WHAT YOU ARE ASKED TO DO ::
Copy out every one of the rows below word for word, changing nothing.

Part of a data file ::
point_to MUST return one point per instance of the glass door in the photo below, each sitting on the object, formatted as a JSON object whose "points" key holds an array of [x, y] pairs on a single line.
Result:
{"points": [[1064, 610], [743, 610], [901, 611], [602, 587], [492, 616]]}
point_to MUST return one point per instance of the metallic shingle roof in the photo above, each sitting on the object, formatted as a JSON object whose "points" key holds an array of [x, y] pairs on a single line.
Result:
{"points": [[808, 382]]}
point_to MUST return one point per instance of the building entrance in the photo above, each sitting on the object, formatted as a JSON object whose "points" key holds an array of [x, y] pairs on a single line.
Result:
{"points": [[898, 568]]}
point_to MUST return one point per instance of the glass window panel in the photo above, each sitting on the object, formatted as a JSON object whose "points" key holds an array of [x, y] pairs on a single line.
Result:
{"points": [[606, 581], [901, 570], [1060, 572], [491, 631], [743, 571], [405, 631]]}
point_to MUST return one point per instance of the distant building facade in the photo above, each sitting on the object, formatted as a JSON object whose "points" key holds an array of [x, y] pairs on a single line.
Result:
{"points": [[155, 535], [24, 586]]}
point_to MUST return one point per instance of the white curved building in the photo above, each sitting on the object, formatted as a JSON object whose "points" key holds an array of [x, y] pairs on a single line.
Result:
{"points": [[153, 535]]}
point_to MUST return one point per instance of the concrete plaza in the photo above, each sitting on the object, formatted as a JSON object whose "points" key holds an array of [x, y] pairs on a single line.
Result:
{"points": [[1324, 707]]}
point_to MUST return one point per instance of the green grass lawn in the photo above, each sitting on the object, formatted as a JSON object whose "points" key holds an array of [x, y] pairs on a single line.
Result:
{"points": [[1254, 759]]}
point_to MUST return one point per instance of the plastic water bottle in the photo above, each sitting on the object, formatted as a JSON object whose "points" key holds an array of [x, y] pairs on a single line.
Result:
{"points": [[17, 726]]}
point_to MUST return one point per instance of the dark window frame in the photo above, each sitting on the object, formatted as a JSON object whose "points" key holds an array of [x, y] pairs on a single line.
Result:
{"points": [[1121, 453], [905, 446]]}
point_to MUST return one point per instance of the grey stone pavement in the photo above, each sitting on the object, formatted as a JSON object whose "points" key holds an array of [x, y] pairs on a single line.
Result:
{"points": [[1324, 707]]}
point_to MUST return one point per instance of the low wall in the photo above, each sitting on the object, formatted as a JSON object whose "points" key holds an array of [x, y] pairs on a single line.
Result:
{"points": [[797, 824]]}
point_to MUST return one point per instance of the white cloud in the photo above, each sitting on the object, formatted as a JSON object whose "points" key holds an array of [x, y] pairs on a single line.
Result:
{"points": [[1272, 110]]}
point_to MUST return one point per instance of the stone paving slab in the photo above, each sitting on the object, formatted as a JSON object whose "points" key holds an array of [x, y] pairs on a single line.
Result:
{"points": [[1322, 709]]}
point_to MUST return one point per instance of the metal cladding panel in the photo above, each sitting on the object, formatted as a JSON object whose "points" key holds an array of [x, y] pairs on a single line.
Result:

TASK OUTPUT ::
point_to MUST return one point per instance of the glass door in the photo below, each sitting on the object, formatted as a JSON object whose "points" key holds an array of [x, y] pairs on a single line.
Result:
{"points": [[1064, 610], [743, 610], [901, 611], [602, 587], [492, 616]]}
point_to MUST return one point per instance of the metallic shingle roof in the photo above, each sitting on the object, formatted as a JSON object whose "points" key holds an array of [x, y] pairs on a single line.
Result:
{"points": [[808, 382]]}
point_to MUST return one point per instance of the building entrance in the photo above, each sitting on the object, formatted as a JSON object whose "points" key holds an array of [x, y] pairs on a single line.
Result:
{"points": [[898, 568]]}
point_to MUST return one point per instance of the glass window panel in the photo above, each sitting on the object, formatted as a JSON object whose "points" key holds an array of [x, y] pairs on a single line.
Result:
{"points": [[606, 581], [901, 570], [1060, 572], [491, 631], [743, 571], [405, 631]]}
point_to MUST return one point per instance of the distant building facade in the photo above, each sitting on the object, formatted as a JSON object whose "points" key holds an array of [x, y] pairs on a single line.
Result:
{"points": [[155, 535], [24, 586]]}
point_to MUST return one point per instance of the white curved building in the photo above, each sitting on the object, formatted as a JSON object whose "points" key holds an array of [x, y] pairs on a single line.
Result:
{"points": [[153, 535]]}
point_to MUST return one point per instance of the concrete plaza in the photo above, each sitting on the object, formatted as a JSON object whose "points" key holds an array of [x, y] pairs on a single line.
Result:
{"points": [[1324, 707]]}
point_to MUST return one point per instance of the green grass lawn in the photo above, each sitting on the object, formatted as a JSON object whose "points" key holds an array of [x, y] pairs on a single line.
Result:
{"points": [[1254, 759]]}
point_to MUST return one point per instance of the plastic water bottle in the photo above, each sitting on the object, formatted as a JSON object whose "points" key holds an array of [x, y] pairs on a single line.
Result:
{"points": [[17, 726]]}
point_to MUST return one point per instance of the dark window frame in the photo above, each sitting on the object, formatted as a JSON object whose "points" key holds an array of [x, y] pairs on a single line.
Result:
{"points": [[1121, 453], [905, 446]]}
point_to MUST return one point per instance of the grey stone pavement in the photo above, each sitting on the object, formatted as a JSON object whose "points" key holds an array of [x, y] pairs on a single line.
Result:
{"points": [[1324, 707]]}
point_to MUST return one point per instance of the low wall in the photo above, each sitting on the object, formatted as a JSON object whose "points" key holds an array of [x, y] pairs on a single line.
Result:
{"points": [[797, 824]]}
point_to MUST return one point per instance of the white cloud in the photo above, each sitting on the object, formatted as a JSON object whose "points" key holds an array of [x, y] pairs on a single line.
Result:
{"points": [[1272, 110]]}
point_to MUST return one point per instance of the stone paving slab in the photo above, each sitting on the object, formatted as a JSON object whose "points" key holds an array of [x, y] pairs on a single line.
Result:
{"points": [[1322, 709]]}
point_to MUST return one point per instance of the metal cladding panel in the photo above, each sitting on the object, formatted as a JSON object whose "points" key holds an array of [x, y] pairs on a single line.
Result:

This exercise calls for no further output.